'''

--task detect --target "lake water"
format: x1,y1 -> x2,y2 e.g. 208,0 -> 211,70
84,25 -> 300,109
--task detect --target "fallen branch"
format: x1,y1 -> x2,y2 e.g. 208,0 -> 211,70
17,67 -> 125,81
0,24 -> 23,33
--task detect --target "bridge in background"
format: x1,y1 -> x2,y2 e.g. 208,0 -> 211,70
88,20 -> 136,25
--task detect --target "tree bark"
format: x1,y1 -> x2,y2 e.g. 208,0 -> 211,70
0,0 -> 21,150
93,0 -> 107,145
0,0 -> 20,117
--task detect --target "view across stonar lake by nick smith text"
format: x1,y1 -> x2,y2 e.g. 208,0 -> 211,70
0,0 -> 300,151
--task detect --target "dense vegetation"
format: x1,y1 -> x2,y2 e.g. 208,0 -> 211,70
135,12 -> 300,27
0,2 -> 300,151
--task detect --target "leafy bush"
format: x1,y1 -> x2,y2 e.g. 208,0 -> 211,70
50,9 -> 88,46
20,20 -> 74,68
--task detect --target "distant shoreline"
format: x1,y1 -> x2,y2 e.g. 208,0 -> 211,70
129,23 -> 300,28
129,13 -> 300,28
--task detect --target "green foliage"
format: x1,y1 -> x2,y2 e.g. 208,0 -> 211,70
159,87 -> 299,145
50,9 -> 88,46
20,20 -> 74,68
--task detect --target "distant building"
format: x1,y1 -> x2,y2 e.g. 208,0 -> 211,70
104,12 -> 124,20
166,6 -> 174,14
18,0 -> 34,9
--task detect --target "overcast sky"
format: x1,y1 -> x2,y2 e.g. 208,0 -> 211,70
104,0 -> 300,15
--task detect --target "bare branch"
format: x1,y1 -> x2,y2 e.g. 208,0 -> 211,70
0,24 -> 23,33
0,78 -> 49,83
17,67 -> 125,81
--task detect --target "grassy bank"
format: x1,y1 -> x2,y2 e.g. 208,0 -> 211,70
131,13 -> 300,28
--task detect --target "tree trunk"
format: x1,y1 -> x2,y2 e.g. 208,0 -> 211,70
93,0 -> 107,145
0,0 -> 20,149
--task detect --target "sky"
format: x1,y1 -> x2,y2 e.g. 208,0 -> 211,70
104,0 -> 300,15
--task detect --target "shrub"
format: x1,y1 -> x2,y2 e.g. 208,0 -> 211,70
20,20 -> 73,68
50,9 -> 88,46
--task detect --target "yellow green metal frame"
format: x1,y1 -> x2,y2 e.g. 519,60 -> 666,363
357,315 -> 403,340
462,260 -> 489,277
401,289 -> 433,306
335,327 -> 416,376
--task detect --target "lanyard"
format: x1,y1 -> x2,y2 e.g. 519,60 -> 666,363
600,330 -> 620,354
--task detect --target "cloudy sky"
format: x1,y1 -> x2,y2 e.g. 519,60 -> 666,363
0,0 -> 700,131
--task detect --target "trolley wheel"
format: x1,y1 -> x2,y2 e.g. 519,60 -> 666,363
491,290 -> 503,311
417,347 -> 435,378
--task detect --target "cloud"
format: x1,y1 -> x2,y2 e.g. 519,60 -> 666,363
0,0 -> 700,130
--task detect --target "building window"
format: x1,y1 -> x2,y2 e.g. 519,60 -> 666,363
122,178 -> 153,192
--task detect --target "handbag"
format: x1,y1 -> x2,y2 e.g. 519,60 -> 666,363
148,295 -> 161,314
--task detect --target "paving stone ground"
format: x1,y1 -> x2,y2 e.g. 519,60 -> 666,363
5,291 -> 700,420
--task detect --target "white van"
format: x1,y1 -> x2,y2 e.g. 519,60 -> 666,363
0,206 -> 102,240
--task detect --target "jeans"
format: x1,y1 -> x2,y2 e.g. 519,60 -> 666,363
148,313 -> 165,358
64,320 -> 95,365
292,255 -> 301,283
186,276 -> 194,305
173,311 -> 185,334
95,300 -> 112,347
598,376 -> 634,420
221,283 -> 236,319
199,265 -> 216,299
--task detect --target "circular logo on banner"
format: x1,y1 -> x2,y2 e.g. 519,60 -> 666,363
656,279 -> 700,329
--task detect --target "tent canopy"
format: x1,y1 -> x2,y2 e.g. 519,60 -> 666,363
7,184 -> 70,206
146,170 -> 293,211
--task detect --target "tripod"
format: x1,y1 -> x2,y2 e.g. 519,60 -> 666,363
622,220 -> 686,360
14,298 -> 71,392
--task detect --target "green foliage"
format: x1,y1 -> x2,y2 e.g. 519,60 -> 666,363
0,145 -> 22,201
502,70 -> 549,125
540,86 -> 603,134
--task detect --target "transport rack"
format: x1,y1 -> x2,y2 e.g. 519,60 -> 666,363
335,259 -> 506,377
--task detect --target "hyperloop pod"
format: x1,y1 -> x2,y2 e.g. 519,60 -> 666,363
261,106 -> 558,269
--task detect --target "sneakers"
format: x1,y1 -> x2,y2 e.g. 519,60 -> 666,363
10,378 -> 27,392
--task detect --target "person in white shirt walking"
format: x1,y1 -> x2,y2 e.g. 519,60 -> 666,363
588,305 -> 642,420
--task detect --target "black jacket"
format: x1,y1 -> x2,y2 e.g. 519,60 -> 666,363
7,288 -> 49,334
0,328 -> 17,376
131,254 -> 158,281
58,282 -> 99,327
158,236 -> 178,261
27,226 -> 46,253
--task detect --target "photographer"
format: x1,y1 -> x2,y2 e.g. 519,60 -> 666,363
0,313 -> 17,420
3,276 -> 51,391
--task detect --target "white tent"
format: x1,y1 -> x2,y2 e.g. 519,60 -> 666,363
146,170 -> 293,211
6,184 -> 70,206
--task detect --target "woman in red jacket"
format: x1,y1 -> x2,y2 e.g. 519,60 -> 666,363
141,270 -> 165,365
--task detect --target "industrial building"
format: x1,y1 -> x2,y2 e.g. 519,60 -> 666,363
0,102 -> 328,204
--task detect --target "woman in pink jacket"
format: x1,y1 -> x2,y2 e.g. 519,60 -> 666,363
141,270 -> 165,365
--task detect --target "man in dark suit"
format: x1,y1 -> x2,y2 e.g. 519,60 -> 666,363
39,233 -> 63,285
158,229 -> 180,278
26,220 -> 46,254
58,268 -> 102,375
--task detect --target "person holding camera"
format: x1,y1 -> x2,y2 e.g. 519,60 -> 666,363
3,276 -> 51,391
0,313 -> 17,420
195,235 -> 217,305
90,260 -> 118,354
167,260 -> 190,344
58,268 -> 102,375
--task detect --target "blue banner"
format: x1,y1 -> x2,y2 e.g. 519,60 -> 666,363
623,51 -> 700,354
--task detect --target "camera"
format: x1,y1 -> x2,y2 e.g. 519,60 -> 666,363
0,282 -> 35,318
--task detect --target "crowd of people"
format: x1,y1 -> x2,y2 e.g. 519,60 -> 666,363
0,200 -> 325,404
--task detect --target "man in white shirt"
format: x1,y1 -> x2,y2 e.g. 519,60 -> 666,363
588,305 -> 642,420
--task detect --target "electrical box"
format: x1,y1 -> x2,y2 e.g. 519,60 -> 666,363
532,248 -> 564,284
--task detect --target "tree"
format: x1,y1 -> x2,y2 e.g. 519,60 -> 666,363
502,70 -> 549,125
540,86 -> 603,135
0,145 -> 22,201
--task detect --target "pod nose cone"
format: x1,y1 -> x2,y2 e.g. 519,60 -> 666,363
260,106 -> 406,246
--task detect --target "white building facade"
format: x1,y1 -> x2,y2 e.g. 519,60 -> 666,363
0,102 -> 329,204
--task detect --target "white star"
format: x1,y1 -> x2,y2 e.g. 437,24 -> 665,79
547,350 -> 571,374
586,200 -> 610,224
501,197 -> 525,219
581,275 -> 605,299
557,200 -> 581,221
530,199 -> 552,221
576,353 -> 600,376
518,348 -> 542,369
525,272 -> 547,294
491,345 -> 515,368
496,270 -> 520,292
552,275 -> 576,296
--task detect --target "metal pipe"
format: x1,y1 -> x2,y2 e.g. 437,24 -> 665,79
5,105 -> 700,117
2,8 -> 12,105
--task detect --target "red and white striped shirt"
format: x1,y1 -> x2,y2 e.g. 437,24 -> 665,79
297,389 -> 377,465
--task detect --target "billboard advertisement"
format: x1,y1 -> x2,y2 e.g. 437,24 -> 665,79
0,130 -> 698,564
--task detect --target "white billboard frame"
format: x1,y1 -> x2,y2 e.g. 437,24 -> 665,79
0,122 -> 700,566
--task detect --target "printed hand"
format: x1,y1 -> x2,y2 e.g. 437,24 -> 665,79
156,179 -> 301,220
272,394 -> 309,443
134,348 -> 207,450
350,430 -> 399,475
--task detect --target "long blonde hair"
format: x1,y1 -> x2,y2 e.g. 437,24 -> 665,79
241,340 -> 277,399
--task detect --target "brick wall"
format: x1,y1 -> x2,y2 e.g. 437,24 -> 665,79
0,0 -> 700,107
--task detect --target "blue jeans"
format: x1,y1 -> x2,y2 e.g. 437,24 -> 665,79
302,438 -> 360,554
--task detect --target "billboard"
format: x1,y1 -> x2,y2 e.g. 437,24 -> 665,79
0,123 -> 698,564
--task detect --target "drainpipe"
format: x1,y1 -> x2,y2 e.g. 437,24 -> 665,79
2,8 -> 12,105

'''

PROBLEM REQUIREMENTS
Extract, verbatim, the lines from the one containing "and white striped" through the last line of the listing above.

SOLUTION TO THE PROBLEM
--task detect --target "red and white striped shirt"
format: x1,y1 -> x2,y2 e.g. 437,24 -> 665,79
297,389 -> 377,465
--task detect --target "billboard advertisement"
format: x1,y1 -> x2,y2 e.g. 437,24 -> 665,79
0,130 -> 698,564
--task detect --target "white billboard frame"
format: x1,y1 -> x2,y2 e.g. 437,24 -> 665,79
0,122 -> 700,566
--task detect --target "printed hand"
format: x1,y1 -> x2,y2 e.g. 437,24 -> 665,79
156,179 -> 301,220
272,394 -> 309,443
134,348 -> 207,450
350,430 -> 399,475
--task detect --target "long blonde hair"
format: x1,y1 -> x2,y2 e.g. 437,24 -> 665,79
241,340 -> 277,399
--task detect --target "brick wall"
format: x1,y1 -> x2,y2 e.g. 437,24 -> 665,79
0,0 -> 700,107
--task detect --target "blue jeans"
format: x1,y1 -> x2,y2 e.g. 437,24 -> 665,79
302,438 -> 360,554
--task detect --target "billboard"
format: x1,y1 -> x2,y2 e.g. 437,24 -> 665,79
0,123 -> 698,564
--task detect --target "drainpipe"
format: x1,y1 -> x2,y2 e.g. 437,24 -> 665,79
2,8 -> 12,105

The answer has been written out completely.